Exercise
Render the entries below as a Markdown table with the columns Row and Line, giving each line its own numbered row. Skip blank lines and leave out the pictures.

Materials provided
============
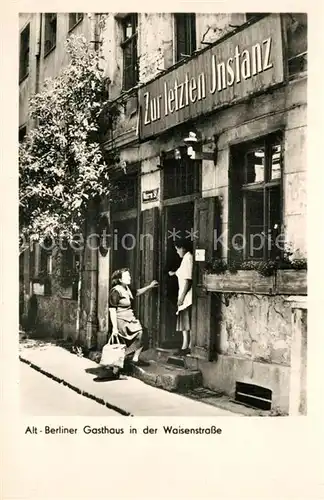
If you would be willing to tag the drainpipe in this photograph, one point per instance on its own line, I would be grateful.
(39, 24)
(91, 269)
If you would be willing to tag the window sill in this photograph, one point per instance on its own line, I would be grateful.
(49, 51)
(240, 282)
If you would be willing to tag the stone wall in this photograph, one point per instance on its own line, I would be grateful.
(257, 327)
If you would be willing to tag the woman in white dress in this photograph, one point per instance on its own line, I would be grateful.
(184, 275)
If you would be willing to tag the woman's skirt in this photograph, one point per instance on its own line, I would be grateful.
(131, 331)
(184, 320)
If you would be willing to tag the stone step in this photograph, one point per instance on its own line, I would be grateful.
(168, 377)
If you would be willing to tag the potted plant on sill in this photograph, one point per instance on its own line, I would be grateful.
(281, 276)
(246, 277)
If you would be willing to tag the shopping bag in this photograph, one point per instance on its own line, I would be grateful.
(113, 354)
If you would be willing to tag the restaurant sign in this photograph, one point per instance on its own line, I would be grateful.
(249, 61)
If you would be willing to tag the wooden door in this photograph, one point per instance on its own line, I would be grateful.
(204, 313)
(178, 221)
(149, 270)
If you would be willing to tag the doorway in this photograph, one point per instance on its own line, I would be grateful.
(178, 223)
(124, 246)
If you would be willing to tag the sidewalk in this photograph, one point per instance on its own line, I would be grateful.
(127, 396)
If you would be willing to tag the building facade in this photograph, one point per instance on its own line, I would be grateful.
(234, 86)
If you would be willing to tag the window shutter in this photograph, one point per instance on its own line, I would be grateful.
(149, 262)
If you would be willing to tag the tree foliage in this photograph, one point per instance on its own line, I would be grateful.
(62, 165)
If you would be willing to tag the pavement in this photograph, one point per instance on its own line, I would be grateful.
(41, 396)
(127, 396)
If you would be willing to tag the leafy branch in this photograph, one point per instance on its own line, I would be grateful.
(62, 164)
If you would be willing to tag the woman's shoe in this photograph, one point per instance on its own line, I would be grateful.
(140, 363)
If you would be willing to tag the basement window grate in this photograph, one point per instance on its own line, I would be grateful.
(253, 395)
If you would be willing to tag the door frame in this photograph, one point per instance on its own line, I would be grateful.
(166, 204)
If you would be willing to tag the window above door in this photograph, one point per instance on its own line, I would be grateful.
(185, 35)
(129, 46)
(255, 211)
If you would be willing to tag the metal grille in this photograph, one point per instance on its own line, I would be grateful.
(253, 395)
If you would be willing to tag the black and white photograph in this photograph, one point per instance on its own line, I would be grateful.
(162, 214)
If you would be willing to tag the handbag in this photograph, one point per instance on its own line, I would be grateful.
(113, 354)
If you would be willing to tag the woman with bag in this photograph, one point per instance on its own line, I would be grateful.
(124, 322)
(184, 275)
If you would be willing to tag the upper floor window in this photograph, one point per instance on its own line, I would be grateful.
(74, 19)
(255, 211)
(185, 35)
(296, 42)
(24, 53)
(129, 46)
(50, 32)
(181, 176)
(22, 133)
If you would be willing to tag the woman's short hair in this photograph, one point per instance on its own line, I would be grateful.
(116, 275)
(184, 243)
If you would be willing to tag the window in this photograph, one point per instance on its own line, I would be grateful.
(255, 199)
(22, 133)
(45, 267)
(24, 53)
(50, 32)
(181, 176)
(185, 35)
(297, 43)
(74, 19)
(129, 46)
(70, 265)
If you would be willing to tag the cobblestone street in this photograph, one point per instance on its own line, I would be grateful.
(41, 396)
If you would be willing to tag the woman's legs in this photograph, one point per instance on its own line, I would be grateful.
(186, 340)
============
Task response
| Row | Line |
|---|---|
| 1 | If you would be willing to tag the drainpipe in this photograph, one point per instance on its own line, I would be grateful. |
| 2 | (39, 24) |
| 3 | (91, 269) |
| 4 | If you would be willing to tag the window sill in this photograph, one point per instance on its own line, I would be grateful. |
| 5 | (49, 51) |
| 6 | (240, 282) |
| 7 | If you would be willing to tag the stone wall in this photograph, one point per instance on its own line, I would be grateful. |
| 8 | (257, 327) |
| 9 | If you would be willing to tag the woman in white dress in this photograph, one point per instance on its own line, I would be grateful. |
| 10 | (184, 275) |
| 11 | If you would be willing to tag the woman's skirt in this photograph, one point per instance on its own line, I would be grateful. |
| 12 | (131, 331) |
| 13 | (184, 320) |
| 14 | If you would be willing to tag the stone step in this photograph, one point per instance on its own line, I would be grateful. |
| 15 | (168, 377) |
| 16 | If you would be willing to tag the potted plant on sill in this photograph, one point per instance on its own line, I would be grateful. |
| 17 | (281, 276) |
| 18 | (246, 277) |
| 19 | If you would be willing to tag the shopping bag in this photograph, one point per instance on its own line, I would be grateful. |
| 20 | (113, 354) |
| 21 | If you would be willing to tag the restaurant sign in this photograph, one point per instance on its own line, I would be grateful. |
| 22 | (249, 61) |
| 23 | If you would be willing to tag the wooden door in this photograph, one point per instance on its own line, I would be grateful. |
| 24 | (204, 313) |
| 25 | (178, 221) |
| 26 | (149, 270) |
| 27 | If you would be willing to tag the doorway in this photograph, one point per instance on its own line, I would be grateful. |
| 28 | (178, 223) |
| 29 | (124, 246) |
| 30 | If you would be willing to tag the sidewalk in this photograph, one point per instance on its own line, I would be grateful. |
| 31 | (127, 396) |
| 32 | If you would be willing to tag the building facade in this photograph, one point per instance on its own line, I would be grateful. |
| 33 | (234, 86) |
| 34 | If you would be willing to tag the window shutter in this photograph, one point per instance on its own line, I would be grateful. |
| 35 | (149, 262) |
| 36 | If you would be willing to tag the tree foliage in this photograph, one point per instance on its own line, I would be grateful. |
| 37 | (62, 165) |
| 38 | If you would be willing to tag the pavement in this photograph, one point per instance on its own line, I would be grateful. |
| 39 | (41, 396) |
| 40 | (127, 396) |
| 41 | If you would be willing to tag the leafy branch in this photograph, one point per instance on its own line, I would be grateful. |
| 42 | (62, 164) |
| 43 | If you would be willing to tag the woman's shoe in this photograph, one point per instance on its own line, I would be grateful. |
| 44 | (140, 363) |
| 45 | If you would be willing to tag the basement window grate in this photograph, one point per instance on its own line, I would be grateful. |
| 46 | (253, 395) |
| 47 | If you would be willing to tag the door frame in this photograph, one point per instance on its own line, I would be grateful. |
| 48 | (166, 204) |
| 49 | If you would be willing to tag the window above door in this photograph, one point per instance on its own line, I would be grateful. |
| 50 | (185, 35) |
| 51 | (129, 46) |
| 52 | (255, 211) |
| 53 | If you would be willing to tag the metal grille in this photograph, one point per instance on its own line, I would be grateful. |
| 54 | (253, 395) |
| 55 | If you would be willing to tag the black and white photograph in this photograph, one point per instance on its own line, I would be grateful. |
| 56 | (162, 214) |
| 57 | If you would be willing to tag the handbag in this photograph, one point per instance on its own line, I would be grateful. |
| 58 | (113, 354) |
| 59 | If you would be willing to tag the woman with bag in this photograph, one point per instance on its own line, I would be grateful. |
| 60 | (124, 322) |
| 61 | (184, 275) |
| 62 | If you would be willing to tag the upper floor window in this photograph, one point per instance on its own line, I would be grateful. |
| 63 | (74, 19) |
| 64 | (255, 211) |
| 65 | (185, 35) |
| 66 | (296, 42) |
| 67 | (24, 53) |
| 68 | (129, 46) |
| 69 | (50, 32) |
| 70 | (181, 176) |
| 71 | (22, 133) |
| 72 | If you would be willing to tag the woman's short hair in this photograph, one point per instance on its own line, I would be grateful. |
| 73 | (116, 275) |
| 74 | (184, 243) |
| 75 | If you would be willing to tag the window in this photograph, one point per instance on its own line, I would be grateful. |
| 76 | (255, 199) |
| 77 | (22, 133) |
| 78 | (45, 267) |
| 79 | (24, 53) |
| 80 | (50, 32) |
| 81 | (181, 176) |
| 82 | (185, 35) |
| 83 | (297, 43) |
| 84 | (74, 19) |
| 85 | (129, 46) |
| 86 | (70, 265) |
| 87 | If you would be willing to tag the cobblestone street in this photograph, one point per instance on its own line, I would be grateful. |
| 88 | (41, 396) |
| 89 | If you would be willing to tag the woman's legs in this photograph, one point per instance on its own line, I would be grateful. |
| 90 | (186, 340) |